In the records below, find the line that contains "Query: house wall" and the line that contains "like [298, 171].". Set down exactly those lines and every line between them, and nothing more.
*** RECORDS SHOWN ***
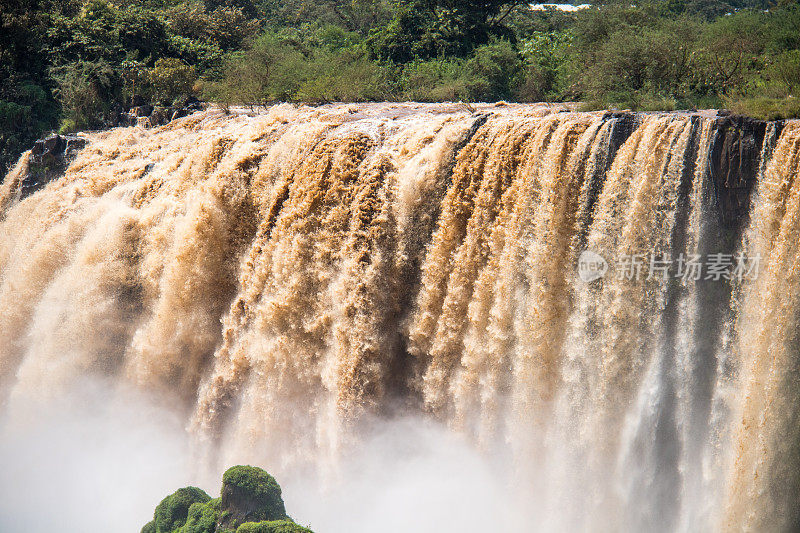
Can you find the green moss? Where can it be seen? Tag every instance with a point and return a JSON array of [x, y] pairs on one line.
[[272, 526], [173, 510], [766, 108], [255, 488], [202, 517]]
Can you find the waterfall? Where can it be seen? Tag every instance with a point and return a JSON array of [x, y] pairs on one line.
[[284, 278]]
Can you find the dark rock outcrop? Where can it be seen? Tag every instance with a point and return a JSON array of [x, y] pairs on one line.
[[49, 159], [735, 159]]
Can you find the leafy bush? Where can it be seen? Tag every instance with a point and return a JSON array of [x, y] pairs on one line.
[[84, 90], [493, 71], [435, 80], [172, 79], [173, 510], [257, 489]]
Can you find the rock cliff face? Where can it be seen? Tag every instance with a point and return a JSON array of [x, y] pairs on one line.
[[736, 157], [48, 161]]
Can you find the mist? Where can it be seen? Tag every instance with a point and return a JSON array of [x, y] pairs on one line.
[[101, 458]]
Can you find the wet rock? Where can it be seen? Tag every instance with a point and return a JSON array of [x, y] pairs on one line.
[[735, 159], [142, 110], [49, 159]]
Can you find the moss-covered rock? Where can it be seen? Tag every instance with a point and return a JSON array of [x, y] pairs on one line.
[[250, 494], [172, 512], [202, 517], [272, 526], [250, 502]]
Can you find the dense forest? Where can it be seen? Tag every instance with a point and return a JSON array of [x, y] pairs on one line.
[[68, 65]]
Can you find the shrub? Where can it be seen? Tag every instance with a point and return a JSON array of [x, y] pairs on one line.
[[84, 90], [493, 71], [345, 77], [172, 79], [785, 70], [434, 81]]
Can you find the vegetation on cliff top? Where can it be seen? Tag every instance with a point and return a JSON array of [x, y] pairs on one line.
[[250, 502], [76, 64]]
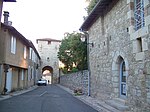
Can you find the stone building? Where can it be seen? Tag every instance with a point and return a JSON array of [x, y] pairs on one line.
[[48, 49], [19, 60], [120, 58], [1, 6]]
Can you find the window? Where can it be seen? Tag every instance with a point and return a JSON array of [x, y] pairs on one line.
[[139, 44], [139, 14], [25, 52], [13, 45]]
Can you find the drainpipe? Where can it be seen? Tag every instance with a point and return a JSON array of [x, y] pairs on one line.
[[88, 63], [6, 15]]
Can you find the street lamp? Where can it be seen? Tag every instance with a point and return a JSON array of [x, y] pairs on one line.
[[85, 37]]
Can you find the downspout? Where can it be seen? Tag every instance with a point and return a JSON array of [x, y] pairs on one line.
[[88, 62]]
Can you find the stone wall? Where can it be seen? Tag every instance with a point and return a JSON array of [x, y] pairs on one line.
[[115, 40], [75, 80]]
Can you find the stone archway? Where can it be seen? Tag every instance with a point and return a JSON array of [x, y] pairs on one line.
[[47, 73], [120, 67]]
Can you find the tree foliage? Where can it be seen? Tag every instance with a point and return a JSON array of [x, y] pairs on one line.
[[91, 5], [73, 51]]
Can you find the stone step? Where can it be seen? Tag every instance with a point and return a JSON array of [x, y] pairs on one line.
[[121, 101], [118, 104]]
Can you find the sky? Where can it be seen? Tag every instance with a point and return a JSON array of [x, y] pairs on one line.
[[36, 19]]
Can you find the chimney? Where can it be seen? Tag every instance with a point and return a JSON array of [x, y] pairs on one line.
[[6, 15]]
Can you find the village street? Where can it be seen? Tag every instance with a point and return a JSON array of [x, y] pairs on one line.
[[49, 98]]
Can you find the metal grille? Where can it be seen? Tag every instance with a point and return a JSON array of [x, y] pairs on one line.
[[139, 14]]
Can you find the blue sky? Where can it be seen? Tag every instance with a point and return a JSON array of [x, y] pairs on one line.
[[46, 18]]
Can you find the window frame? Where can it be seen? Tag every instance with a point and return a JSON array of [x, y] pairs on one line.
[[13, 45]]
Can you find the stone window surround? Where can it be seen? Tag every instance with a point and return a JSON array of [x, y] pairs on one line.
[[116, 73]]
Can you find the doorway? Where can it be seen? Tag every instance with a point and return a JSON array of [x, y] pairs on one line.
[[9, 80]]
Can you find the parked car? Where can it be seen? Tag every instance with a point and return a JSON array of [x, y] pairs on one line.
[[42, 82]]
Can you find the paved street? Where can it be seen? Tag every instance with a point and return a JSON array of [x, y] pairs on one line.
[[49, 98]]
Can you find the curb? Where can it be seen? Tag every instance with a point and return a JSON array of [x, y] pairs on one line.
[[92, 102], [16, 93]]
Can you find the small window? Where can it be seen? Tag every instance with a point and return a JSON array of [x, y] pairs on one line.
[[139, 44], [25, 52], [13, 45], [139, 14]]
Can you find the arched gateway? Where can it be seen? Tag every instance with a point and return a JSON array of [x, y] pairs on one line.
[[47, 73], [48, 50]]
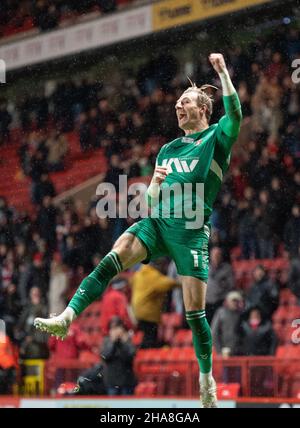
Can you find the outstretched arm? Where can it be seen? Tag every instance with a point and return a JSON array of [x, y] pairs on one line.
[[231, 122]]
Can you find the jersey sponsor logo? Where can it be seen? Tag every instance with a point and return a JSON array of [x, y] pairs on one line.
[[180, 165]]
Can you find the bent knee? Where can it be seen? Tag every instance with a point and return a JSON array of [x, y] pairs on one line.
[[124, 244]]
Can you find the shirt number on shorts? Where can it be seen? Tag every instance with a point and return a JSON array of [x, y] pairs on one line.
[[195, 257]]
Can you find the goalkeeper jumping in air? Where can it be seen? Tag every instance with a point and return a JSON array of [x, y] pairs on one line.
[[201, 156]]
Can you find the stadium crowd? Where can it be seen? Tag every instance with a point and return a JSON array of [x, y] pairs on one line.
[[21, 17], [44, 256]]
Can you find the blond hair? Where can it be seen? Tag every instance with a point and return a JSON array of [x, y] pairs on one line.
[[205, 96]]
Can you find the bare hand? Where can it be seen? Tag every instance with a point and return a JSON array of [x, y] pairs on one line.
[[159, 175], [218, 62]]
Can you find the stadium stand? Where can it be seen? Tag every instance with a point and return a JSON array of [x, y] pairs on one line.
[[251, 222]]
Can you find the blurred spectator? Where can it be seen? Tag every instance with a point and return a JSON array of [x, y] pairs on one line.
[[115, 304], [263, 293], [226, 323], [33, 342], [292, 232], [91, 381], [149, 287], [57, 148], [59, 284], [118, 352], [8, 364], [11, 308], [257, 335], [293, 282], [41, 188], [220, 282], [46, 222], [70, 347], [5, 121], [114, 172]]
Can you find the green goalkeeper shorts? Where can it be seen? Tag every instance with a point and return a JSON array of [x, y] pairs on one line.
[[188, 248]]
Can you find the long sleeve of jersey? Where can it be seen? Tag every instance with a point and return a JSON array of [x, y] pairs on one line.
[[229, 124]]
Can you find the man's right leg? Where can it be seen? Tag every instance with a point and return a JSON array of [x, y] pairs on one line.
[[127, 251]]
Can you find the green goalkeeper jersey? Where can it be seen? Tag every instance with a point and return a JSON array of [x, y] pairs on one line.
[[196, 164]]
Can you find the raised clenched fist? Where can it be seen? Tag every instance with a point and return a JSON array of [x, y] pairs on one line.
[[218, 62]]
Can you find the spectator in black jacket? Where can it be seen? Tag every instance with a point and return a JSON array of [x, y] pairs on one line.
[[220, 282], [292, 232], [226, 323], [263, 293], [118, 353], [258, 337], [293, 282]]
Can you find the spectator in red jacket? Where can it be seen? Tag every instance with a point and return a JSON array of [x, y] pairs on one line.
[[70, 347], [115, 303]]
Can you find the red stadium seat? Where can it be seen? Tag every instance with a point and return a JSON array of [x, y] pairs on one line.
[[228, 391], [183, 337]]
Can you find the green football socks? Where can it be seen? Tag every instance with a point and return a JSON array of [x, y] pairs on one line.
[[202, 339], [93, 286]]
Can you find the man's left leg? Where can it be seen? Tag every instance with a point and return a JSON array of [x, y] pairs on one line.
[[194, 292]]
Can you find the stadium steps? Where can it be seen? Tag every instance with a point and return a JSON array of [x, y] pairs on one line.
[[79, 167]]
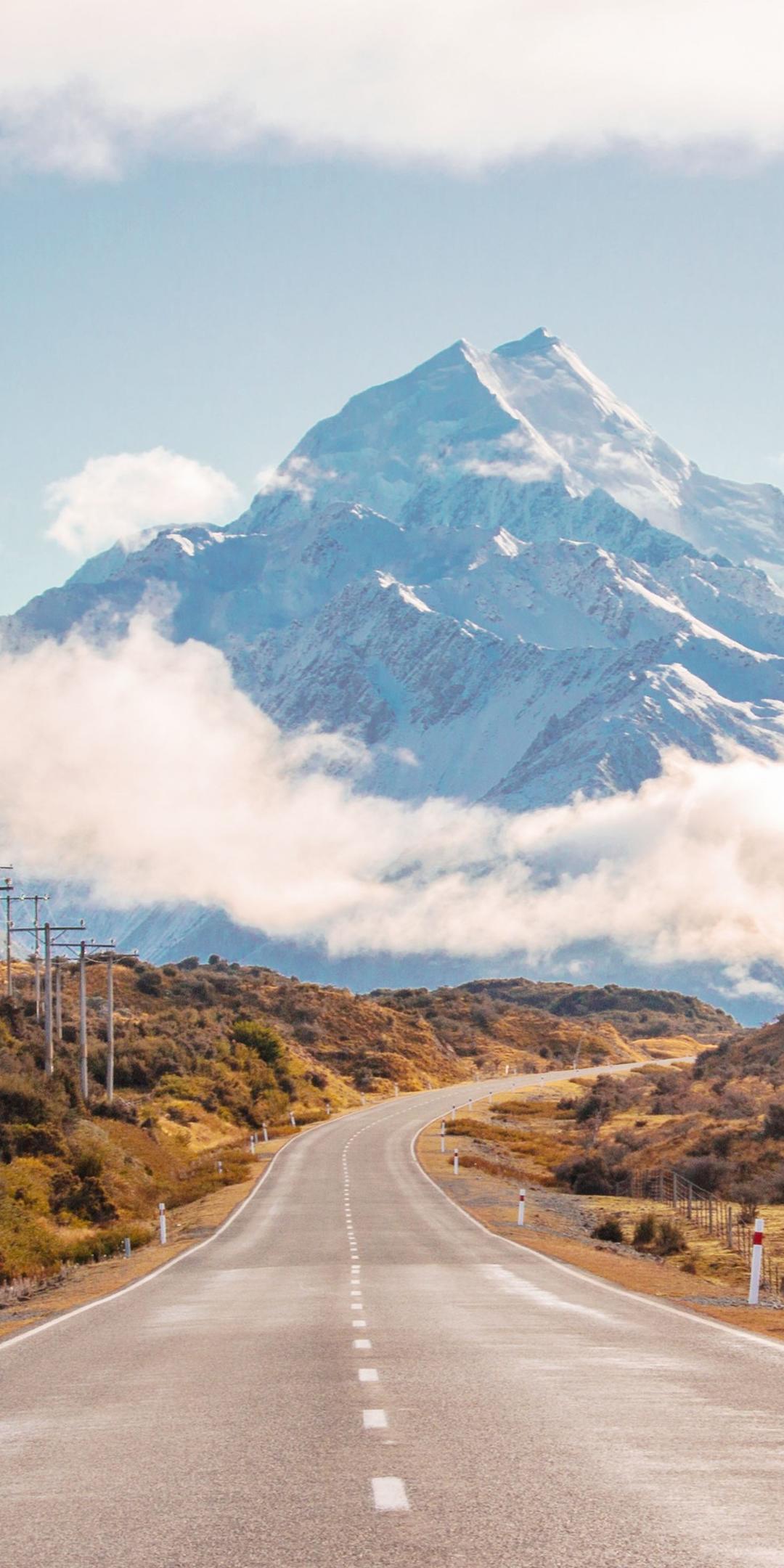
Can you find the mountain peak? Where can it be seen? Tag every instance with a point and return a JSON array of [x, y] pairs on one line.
*** End of RECORDS SHOWN ***
*** RECORDS SHOWN ***
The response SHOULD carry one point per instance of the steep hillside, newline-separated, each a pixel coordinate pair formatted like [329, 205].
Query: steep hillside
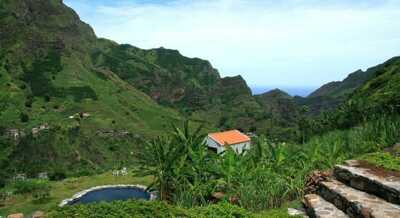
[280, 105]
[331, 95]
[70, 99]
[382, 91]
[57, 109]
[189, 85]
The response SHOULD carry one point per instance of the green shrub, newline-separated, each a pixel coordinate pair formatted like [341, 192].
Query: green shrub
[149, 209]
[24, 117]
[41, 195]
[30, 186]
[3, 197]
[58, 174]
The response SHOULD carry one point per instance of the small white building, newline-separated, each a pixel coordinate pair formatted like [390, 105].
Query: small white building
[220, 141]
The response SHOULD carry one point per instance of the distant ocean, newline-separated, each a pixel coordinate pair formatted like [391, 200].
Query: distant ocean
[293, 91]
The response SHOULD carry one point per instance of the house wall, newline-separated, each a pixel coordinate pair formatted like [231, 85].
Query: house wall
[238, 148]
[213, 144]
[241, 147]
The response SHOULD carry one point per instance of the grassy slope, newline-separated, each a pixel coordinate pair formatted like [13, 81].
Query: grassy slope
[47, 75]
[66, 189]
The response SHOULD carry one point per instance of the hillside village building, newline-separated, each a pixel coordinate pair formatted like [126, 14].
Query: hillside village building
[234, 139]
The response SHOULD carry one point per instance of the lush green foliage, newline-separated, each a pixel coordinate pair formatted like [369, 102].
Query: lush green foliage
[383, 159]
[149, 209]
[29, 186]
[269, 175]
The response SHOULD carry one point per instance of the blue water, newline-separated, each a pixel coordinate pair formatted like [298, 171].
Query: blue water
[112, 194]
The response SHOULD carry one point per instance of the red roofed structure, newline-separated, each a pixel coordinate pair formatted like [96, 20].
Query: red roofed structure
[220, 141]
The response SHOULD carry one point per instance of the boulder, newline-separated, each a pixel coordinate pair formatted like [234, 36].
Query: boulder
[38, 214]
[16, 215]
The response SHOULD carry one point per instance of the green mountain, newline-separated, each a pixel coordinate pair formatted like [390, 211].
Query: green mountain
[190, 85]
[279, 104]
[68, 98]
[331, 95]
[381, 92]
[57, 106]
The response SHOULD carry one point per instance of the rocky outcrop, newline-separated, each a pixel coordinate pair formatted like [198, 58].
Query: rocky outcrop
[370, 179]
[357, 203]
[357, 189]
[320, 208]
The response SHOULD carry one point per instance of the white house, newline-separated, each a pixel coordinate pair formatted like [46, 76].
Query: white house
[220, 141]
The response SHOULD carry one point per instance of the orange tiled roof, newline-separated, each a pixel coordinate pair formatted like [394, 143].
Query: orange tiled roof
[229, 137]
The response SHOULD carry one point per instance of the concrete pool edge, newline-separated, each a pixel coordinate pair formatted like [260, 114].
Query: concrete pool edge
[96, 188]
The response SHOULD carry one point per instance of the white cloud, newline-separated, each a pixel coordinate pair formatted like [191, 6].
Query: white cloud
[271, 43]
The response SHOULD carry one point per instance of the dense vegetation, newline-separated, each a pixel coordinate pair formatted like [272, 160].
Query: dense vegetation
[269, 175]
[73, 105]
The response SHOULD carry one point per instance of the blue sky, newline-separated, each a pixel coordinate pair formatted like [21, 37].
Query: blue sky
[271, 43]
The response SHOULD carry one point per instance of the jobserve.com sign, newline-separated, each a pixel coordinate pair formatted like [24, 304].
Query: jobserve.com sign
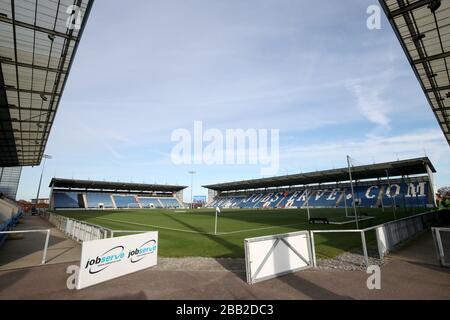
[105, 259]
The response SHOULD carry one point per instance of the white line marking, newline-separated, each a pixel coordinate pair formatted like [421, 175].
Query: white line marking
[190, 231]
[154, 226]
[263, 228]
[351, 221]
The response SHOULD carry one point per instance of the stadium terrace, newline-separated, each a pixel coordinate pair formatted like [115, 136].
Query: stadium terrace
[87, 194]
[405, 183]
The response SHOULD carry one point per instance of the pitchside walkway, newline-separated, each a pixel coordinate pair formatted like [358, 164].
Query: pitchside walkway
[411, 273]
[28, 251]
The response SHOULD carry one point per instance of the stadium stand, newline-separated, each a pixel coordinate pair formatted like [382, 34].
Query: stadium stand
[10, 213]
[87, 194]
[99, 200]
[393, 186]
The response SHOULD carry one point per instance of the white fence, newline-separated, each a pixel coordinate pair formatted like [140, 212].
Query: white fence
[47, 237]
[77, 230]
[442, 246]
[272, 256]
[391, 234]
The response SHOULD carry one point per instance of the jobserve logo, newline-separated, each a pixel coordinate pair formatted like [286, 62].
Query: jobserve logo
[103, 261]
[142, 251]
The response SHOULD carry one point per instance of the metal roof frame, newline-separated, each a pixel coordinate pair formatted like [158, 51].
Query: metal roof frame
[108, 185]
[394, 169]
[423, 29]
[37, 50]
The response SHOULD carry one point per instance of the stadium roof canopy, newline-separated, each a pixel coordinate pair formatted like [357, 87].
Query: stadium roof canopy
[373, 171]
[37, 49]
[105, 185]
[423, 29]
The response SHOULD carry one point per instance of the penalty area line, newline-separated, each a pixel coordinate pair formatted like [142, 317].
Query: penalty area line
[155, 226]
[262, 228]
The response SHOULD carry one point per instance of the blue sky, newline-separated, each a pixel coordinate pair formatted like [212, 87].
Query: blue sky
*** End of RECORDS SHOWN ***
## TASK OUTPUT
Query: house wall
[238, 148]
[213, 144]
[241, 147]
The response SHOULD carry one point per instance of the grassy slope, newline-separated, each a pixel coordinate pair formatted like [13, 81].
Query: grassy slope
[47, 75]
[66, 189]
The response SHOULD carry one point per instance of the hillside village building, newline-separated, each a pixel coordinate pair formatted like [126, 14].
Query: hillside village building
[234, 139]
The response SHOULD carry one point per instance of the lush green foliage, newline-separated, each a pixel coordinate pair formatted like [369, 102].
Query: lush green foliage
[383, 159]
[149, 209]
[29, 186]
[269, 175]
The response SHOULD carry one point per instance of the blue water, newline-separated, each a pixel coordinate pair formatted like [298, 171].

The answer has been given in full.